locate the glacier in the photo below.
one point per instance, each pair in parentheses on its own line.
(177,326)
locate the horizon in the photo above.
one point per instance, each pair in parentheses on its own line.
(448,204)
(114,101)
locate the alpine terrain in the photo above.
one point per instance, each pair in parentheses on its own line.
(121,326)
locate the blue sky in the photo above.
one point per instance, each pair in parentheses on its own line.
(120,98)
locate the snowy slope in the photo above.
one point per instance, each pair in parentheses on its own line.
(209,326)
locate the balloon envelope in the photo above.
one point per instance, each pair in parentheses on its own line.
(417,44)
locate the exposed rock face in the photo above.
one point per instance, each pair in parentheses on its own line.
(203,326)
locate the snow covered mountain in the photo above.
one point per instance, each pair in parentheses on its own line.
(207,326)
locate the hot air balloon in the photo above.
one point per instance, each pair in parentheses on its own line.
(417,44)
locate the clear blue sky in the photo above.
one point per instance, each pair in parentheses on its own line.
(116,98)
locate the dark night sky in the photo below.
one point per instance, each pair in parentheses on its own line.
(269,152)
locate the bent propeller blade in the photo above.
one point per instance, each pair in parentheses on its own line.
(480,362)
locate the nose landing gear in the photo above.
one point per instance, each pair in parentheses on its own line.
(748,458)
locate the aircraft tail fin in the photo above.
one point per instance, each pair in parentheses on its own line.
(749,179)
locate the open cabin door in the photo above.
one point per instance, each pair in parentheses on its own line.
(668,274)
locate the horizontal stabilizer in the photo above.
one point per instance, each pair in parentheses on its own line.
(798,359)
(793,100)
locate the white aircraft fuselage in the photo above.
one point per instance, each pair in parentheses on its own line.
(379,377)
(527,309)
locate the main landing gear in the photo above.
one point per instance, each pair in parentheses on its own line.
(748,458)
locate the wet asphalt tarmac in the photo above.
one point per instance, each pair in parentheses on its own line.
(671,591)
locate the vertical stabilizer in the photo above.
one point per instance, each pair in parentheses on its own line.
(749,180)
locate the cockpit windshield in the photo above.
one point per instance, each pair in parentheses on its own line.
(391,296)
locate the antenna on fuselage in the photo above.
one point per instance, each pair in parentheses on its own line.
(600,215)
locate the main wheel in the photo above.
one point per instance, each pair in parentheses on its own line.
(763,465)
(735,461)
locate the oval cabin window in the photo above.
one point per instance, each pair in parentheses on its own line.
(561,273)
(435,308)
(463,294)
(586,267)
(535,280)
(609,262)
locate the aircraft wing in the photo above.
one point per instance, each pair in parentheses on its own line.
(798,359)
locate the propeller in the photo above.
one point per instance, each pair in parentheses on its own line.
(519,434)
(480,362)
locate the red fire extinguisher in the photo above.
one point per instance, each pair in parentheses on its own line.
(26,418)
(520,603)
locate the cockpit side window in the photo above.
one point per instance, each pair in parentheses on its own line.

• • • • • • •

**JOB**
Reproduce the listing above with every "locate" replaced by "mark", leaving everything else unchanged.

**IN RESPONSE**
mark the glacier in the photo below.
one point per instance, each pair in parentheses on its own line.
(177,326)
mark the horizon in the photo above.
one point per instance, each pair in parentheses on its own line.
(448,204)
(114,101)
mark the alpine terrain in the photo above.
one point per instance, each pair in parentheses on its own line.
(121,326)
mark the blue sky in the photo above.
one point per instance, each pair in parentheses on its own line.
(120,98)
mark the snowy slope in the photo above.
one point per instance, each pair in parentheses on its own line.
(209,326)
mark the balloon envelope in the photo above.
one point per instance, each pair in parentheses on its own line.
(417,44)
mark the exposed rock face in the photo above.
one point per instance, each pair in parentheses on its own line.
(203,326)
mark the snow covered mountain in the photo above.
one point per instance, each pair in parentheses on its own line.
(207,326)
mark the hot air balloon in the photo above.
one point per instance, each pair in parentheses on its own line.
(417,44)
mark the clear blue sky in the photo above.
one point per instance, each pair in parentheses on its own line.
(116,98)
mark the dark night sky in the photo below.
one point per instance, each pair in parentheses on its own line.
(269,152)
mark the bent propeller blade in the photo above.
one point per instance, each pair in parentheses on its own line.
(480,362)
mark the nose landing gear in the photo above.
one point per instance, each pair in parentheses on its own line.
(748,458)
mark the aircraft tail fin in the photo above.
one point per instance, each pair in parentheses on its own line.
(749,179)
mark the open cabin door in the photo above.
one point per instance, each pair in parentheses on its own line.
(668,274)
mark the horizontal stabilizer in the photo above.
one point per instance, each pair in parentheses on its own line.
(798,359)
(793,100)
mark the white aircraft fuselage in the photo above.
one point per instance, each pair in parentheses on its own line.
(379,377)
(527,309)
mark the main landing gear in the photo above.
one point per instance, each pair in parentheses on its own line.
(748,458)
mark the wet asphalt tarmac in the photo above.
one point per instance, each pair in parentheses on its own line.
(671,591)
mark the vertical stabilizer in the photo above.
one point per instance, each pair in parentheses on its own line.
(749,180)
mark the cockpit windshield in the photo above.
one point per instance, each pair in parentheses on its own line.
(391,296)
mark the antenna on fuselage in the photo above.
one point per instance, each pair in parentheses on its own line.
(600,215)
mark the main wheel in the photo above.
one point per instance, each pair in parentheses on its own line.
(763,465)
(735,461)
mark the oval cabin window in the photo above.
one point per instance, each pair in parentheses on its own line.
(561,273)
(435,308)
(463,294)
(586,267)
(535,280)
(609,262)
mark the aircraft wing in the photo above.
one point per instance, each pair in parentheses on its own line.
(798,359)
mark the propeller in the photo above.
one point per instance, each pair in parentheses on its own line.
(519,434)
(480,362)
mark the red fire extinguisher in the photo above.
one point per instance, each pair in parentheses on its own line.
(26,418)
(520,603)
mark the cockpit side window in the photo above.
one point per instance, each pair in parentheses on its own line.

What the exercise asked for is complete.